- _Passage_:

....................

You are viewing a plain text version of this content. The canonical link for it is here.
Posted to java-user@lucene.apache.org by Jeff <je...@gmail.com> on 2007/12/20 20:54:14 UTC

Hit Count per Document

I don't care about score, but I do care about the # of times a query was hit
within a document? example:

the quick brown fox jumped over the lazy dog
 the quick brown fox jumped over the lazy dog
 the quick brown fox jumped over the lazy dog
 the quick brown fox jumped over the lazy dog
the slow brown fox jumped over the lazy dog

If I searched for "quick brown", is there a way I could see that it was hit
4 times within the document?

Thanks,
Jeff

Re: Hit Count per Document

Posted by Mark Miller <ma...@gmail.com>.

....................

- _Available data_:

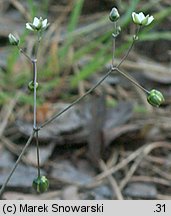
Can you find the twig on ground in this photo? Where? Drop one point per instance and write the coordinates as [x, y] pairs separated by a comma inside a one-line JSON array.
[[16, 164], [142, 150], [148, 179], [112, 181], [8, 110]]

....................

- _Exercise details_: Please pick up the thread on counting query hits within a document and continue it from its last line. The lines above come from a separate source.

- _Expected output_:
Gotchya. Well, if you want to check a doc at a time you could use 
getSpans for a NearSpan query and just count how many you get. No ideas 
off the top of my head if you want the result like a score in that you 
get it for each hit in a search of a whole corpus.

- Mark

Jeff wrote:
> If I am not mistaken, that is for a term.. Is it possible for a query? In
> the below example, I don't want to know how many times brown is in the
> document I want to know how many times "quick brown" is in the document.
>
> Thanks,
> Jeff
>
> On Dec 20, 2007 3:03 PM, Mark Miller <ma...@gmail.com> wrote:
>
>   
>> You can override the scoring system and only score by term frequency
>> (use a 1 or whatever creates a no-op for the other factors). If you have
>> indexed with norms than you will have to use a Reader that ignores them
>> to do this.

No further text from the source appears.